**Problem**
Starting at the line that contains "Could you please spot the hay", transcribe every remaining line of the entries exactly, including the last one.

**Dataset records**
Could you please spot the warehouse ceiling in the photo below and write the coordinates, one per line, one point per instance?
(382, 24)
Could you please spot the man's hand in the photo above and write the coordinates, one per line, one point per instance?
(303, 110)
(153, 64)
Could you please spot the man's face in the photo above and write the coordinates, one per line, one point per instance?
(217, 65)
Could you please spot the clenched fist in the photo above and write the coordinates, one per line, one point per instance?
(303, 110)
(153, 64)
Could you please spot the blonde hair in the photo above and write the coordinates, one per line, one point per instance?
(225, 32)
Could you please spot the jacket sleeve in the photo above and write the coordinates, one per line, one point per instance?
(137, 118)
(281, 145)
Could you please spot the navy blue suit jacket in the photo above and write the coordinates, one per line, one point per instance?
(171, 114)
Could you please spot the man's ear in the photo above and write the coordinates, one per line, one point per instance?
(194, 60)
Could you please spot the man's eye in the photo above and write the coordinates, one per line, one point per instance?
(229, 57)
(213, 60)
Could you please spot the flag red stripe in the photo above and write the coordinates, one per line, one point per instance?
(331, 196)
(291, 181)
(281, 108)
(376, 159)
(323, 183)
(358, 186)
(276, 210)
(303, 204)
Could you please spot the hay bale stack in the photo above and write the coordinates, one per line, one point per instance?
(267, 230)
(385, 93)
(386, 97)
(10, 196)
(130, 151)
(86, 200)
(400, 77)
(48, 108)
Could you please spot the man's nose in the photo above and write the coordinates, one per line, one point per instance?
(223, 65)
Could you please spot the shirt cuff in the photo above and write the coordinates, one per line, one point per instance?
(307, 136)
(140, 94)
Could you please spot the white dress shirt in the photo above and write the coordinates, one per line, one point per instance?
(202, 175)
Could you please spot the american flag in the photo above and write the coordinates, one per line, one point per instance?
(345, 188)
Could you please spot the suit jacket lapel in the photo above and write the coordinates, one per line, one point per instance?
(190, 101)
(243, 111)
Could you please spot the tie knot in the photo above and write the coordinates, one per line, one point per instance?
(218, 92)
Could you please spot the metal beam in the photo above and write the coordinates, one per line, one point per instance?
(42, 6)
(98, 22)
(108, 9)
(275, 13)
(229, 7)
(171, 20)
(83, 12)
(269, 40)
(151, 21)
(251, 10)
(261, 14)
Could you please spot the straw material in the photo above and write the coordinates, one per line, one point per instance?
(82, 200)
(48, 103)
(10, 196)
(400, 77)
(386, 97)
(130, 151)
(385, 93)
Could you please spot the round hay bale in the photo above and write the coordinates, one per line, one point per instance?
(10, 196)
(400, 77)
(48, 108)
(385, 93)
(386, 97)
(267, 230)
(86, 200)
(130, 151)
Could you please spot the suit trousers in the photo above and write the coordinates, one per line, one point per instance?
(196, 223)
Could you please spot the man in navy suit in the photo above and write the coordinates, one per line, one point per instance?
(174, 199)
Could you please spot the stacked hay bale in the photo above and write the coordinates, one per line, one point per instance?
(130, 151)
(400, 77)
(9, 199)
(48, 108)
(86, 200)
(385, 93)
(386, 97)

**Solution to this exercise**
Could you please spot the hay bale stack in the photo above and write the coordinates, one per line, one point per instance?
(267, 230)
(385, 93)
(386, 97)
(10, 196)
(130, 151)
(86, 200)
(400, 77)
(48, 108)
Could you please spot the man's nose in the photo above and write the coordinates, one per line, one point per instance?
(223, 65)
Could you please spot the shirt cuff in the photo above and write the coordinates, one per line, one point per instance?
(307, 136)
(140, 94)
Could you please spot the white dress shirt in the photo above and write the coordinates, one per line, one point per instance?
(202, 175)
Could you please spot the american flag in the photo above and write the coordinates, one per line, one point per instance?
(345, 188)
Could you please spot the suit jacket lapel in the photo above and write the coordinates, one per line, one point per instance?
(190, 101)
(243, 111)
Could you please spot the tie knot in the photo above and write the coordinates, one per line, one point per instance?
(218, 92)
Could you please spot the metal beam in the photo above and write the coordinates, one per line, one point per instance?
(42, 6)
(98, 22)
(108, 9)
(275, 13)
(229, 7)
(171, 20)
(83, 12)
(269, 40)
(151, 21)
(251, 10)
(261, 14)
Could you please spot the straw material in the photo above and write the coordinates, one per line, one point per instance?
(82, 200)
(48, 103)
(10, 196)
(400, 77)
(386, 97)
(130, 151)
(385, 93)
Could you please spot the round hay bale in the photo above and write the coordinates, one per line, one point per instance?
(10, 196)
(400, 77)
(48, 108)
(385, 93)
(386, 97)
(267, 230)
(86, 200)
(130, 151)
Could you please spot the suit trousers in the photo above and write the coordinates, one per line, one point per instance?
(196, 223)
Could you please spot the man in navy suit in the photo above and write the coordinates, one per line, one point per instance?
(174, 199)
Could you please spot the stacked hay bale in the photo above and write the coordinates, one per line, one point per instance?
(130, 151)
(400, 77)
(9, 199)
(48, 108)
(86, 200)
(385, 93)
(386, 97)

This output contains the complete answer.